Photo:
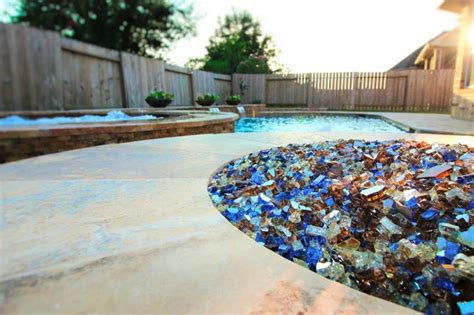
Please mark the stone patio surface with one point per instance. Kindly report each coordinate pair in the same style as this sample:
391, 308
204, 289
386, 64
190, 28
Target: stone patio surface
129, 228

#####

Seu objetivo:
Edite os registros acima substituindo "stone patio surface" por "brick patio surface" e deixando todo o resto inalterado. Omita as imagens na resposta.

Resposta correta:
Photo:
Please mark the brick patio surface with one point per instance. Kindly report each coordinate pair in the same style as this sample:
391, 308
204, 289
386, 64
190, 28
Target: brick patio surface
129, 228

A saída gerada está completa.